## [TASK REQUIREMENTS]
Transcribe all of the records precisely as they are presented.
━━ MATERIAL SHOWN
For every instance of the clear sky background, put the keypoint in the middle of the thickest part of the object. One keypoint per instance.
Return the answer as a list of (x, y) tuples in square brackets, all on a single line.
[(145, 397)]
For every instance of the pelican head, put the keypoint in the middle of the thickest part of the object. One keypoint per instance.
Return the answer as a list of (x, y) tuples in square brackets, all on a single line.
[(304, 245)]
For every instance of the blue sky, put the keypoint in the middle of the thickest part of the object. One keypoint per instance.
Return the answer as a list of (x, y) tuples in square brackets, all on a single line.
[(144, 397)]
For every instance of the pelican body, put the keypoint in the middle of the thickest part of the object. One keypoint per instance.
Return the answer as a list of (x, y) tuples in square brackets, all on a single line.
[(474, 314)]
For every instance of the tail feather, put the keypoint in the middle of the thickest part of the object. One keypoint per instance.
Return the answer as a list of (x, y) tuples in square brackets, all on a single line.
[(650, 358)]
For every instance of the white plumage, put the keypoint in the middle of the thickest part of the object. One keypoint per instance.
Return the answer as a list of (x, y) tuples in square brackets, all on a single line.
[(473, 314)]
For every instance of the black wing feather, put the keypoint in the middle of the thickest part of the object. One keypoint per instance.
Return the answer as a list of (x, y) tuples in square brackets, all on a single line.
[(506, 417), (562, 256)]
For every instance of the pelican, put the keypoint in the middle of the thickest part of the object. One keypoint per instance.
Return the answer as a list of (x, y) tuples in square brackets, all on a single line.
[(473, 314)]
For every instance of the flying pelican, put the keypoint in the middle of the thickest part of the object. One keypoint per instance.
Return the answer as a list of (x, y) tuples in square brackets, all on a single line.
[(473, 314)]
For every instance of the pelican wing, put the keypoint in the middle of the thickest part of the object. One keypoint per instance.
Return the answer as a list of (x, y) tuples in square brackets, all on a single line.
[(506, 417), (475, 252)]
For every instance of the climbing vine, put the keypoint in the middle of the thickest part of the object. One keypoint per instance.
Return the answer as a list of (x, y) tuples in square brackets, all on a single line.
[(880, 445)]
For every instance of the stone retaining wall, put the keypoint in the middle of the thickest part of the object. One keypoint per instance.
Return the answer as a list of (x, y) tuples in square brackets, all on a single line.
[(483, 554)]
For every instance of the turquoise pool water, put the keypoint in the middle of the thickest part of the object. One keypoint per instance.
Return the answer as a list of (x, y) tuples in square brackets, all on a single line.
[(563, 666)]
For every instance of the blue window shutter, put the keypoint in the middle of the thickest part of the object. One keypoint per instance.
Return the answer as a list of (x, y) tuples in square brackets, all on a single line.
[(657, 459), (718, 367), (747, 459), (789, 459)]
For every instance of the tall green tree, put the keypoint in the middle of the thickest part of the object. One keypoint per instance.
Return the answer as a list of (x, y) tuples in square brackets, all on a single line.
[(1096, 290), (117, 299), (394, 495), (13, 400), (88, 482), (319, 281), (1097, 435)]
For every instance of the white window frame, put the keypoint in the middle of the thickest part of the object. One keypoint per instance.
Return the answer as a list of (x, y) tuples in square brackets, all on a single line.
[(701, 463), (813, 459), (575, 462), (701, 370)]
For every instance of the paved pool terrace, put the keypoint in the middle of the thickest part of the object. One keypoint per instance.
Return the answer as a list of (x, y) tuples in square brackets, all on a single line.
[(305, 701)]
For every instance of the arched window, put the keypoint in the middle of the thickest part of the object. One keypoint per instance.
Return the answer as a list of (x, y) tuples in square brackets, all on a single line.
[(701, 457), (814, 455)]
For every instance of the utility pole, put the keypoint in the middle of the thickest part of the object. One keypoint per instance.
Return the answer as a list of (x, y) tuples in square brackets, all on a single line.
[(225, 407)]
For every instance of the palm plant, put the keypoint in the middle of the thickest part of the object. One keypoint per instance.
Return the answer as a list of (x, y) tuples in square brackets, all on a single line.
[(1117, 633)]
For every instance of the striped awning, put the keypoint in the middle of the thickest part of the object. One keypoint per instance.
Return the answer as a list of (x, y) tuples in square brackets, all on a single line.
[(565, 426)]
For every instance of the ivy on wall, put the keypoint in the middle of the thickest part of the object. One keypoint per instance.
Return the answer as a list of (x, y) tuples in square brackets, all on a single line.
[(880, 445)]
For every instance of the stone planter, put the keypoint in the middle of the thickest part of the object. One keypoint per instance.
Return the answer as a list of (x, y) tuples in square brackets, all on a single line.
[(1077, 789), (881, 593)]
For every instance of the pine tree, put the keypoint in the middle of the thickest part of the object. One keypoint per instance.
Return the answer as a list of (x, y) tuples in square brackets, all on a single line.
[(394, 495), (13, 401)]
━━━━
## [TASK ANSWER]
For every instance of the clear sky background, put the keypoint in the middle of the thickest part of the object. One keypoint per instance.
Return the answer as a list of (x, y) tuples in square brackets, all on a single line.
[(145, 397)]
For every instance of the pelican head, put the keypoint in the middle of the thickest part of the object. One keypoint per instance.
Return the answer as a list of (x, y) tuples in square brackets, all on a single line.
[(304, 245)]
For every instance of the blue sky, put the keypoint in the middle of the thickest part of the object. One keypoint per instance.
Return the answer as a list of (x, y) tuples in square brackets, all on a single line.
[(144, 397)]
For every instance of the pelican body, put the keypoint in the middle of the thickest part of the object. One keypoint per instance.
Return the answer as a list of (x, y) tuples in square brackets, all on a single line.
[(474, 314)]
For every instance of the tail feather, put the keypoint in the middle of the thickest part of the object. One keypoint per instance.
Return the answer as a list of (x, y) tuples in square brackets, all on a single line.
[(650, 358)]
For every instance of the white plumage, put the keypoint in the middle of the thickest part of the object. One keypoint per instance.
Return the answer as a list of (x, y) tuples in square brackets, all on a single line.
[(473, 314)]
For every instance of the black wing feather, put the keypoint in the middle of the thickest part of the object. One keypoint per instance.
Return the answer as a list of (x, y) tuples in square brackets, all on a single line.
[(506, 417), (562, 256)]
For every instance of the pelican, put the keypoint in the middle of the thickest part of the object. One keypoint per instance.
Return the answer as a list of (x, y) tuples in square brackets, all on a single line.
[(473, 314)]
For every instance of the flying pelican, put the keypoint in the middle of the thickest part of the object. One keypoint per instance.
Return the answer as a list of (x, y) tuples in square brackets, all on a single line.
[(473, 314)]
For every instance of the pelican wing, put the keypoint in the middle of the thickest part of the object. One keypoint per instance.
Return the answer as a list of (x, y) tuples in square brackets, all on a single line.
[(506, 417), (475, 252)]
For every instance of the climbing vine, put the keypoint in the middle of the thickest part of the object. One keypoint per instance.
Return the answer as a list of (x, y) tuples in square brackets, all on a single line.
[(880, 445)]
For every instance of the stone retaining wall, put the keypoint in the middle of the thickest part of the object. One keypoint per instance.
Return the answer as a list of (x, y) tuples in square brackets, all on a single line.
[(483, 554)]
For every instance of the turquoise pool water, put the keypoint in the middle of the thickest part of the object. One keypoint per instance.
Return the answer as a list of (x, y) tuples in square brackets, all on a single line.
[(563, 666)]
For every instance of the blue window shutter, put the keypoint in the middle of the thickest part of the object. One keypoint per instance.
Return the answer as a list of (x, y) tuples in square brackets, all on a single line.
[(657, 459), (718, 367), (747, 459), (789, 459)]
For every instance of the tall green tree, put the keypoint in the middle of the thickest part of the object. One keypoint per instance.
Return the answer as a list of (x, y) tuples in square brackets, all on a single line.
[(1096, 290), (117, 299), (394, 495), (13, 400), (88, 482), (319, 281), (1097, 435)]
For every instance of the white window frame, put the keypoint in the middle of the thickest part of the object. One keypoint per instance.
Return the answer as a list of (x, y) tuples in square brackets, all on a single line.
[(701, 463), (813, 459), (575, 462), (701, 370)]
For every instance of the paved pool terrace, put the keypoint in the middle of the thickest part of the object. One keypoint per instance.
Return the answer as a list of (x, y) tuples in square brackets, all on a single line.
[(305, 701)]
For every instance of the arched window, put the keypoint in the middle of the thickest part of the object. One keypoint per instance.
Return the answer as a list of (x, y) tuples in square brackets, all on a single line.
[(701, 457), (814, 455)]
For every instance of the utility pole, put the keypoint in the middle of the thickest part of the object. One keypoint per instance.
Return the answer as a list of (x, y) tuples in square brackets, all on a single line.
[(225, 407)]
For every instance of the palm plant, put the keypoint in the middle of the thickest part of the object. One keypoint per instance.
Return the answer as a list of (x, y) tuples in square brackets, all on a single line.
[(1117, 633)]
For every instance of the striped awning, put the keypoint in the middle of the thickest part of the object. One keypoint per instance.
Return the answer as a list of (x, y) tuples in square brackets, all on a single line.
[(565, 426)]
For every instance of the ivy on wall, put the keypoint in the middle of the thickest part of the object. One keypoint per instance.
Return the answer as a list of (x, y) tuples in square brackets, all on a single line.
[(880, 445)]
For every instance of the stone planter, put the keypoint in the middle of the thickest part of the object. One keypoint per instance.
Return the answer as a list of (x, y) tuples in square brackets, all on a single line.
[(1077, 789), (881, 593)]
For every instance of the pine tree, put the keypoint in the middle of the thickest part of the object. One keypoint per instance.
Return the answer as a list of (x, y) tuples in square brackets, all on a single line.
[(394, 495), (13, 401)]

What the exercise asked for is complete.